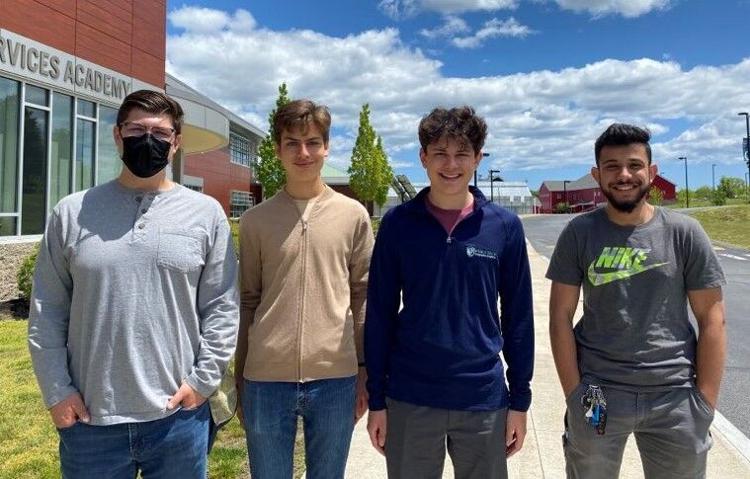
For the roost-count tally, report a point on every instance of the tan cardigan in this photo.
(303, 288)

---*---

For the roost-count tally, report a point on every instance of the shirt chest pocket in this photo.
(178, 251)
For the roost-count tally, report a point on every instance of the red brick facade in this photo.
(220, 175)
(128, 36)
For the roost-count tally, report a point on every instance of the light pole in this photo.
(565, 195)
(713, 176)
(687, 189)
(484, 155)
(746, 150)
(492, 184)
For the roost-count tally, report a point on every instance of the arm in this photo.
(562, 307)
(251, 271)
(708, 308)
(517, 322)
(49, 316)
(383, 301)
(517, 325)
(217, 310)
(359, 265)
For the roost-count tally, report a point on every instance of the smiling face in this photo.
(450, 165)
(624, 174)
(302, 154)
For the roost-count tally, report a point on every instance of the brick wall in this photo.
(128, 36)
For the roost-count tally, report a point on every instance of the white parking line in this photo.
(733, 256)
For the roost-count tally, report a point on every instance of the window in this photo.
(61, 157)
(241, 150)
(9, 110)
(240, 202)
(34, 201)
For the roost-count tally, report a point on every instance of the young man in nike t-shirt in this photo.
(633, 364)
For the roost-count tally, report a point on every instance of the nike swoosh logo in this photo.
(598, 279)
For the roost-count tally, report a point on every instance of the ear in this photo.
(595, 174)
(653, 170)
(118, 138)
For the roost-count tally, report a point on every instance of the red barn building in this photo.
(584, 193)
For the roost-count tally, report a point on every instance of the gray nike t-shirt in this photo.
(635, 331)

---*---

- [TASK GOAL]: Identify each line in the items above that contains the string "shirt", and copy every such line in full.

- [ANSWER BELOW]:
For the roost-count tally, report a point on every instance of the shirt chest pocket in this photo.
For the roost-count tally, report a point on every instance of the young man in nike t-shirt in this photo.
For the roost-count tally, report a point on every instance of the gray nike t-shirt in this photo.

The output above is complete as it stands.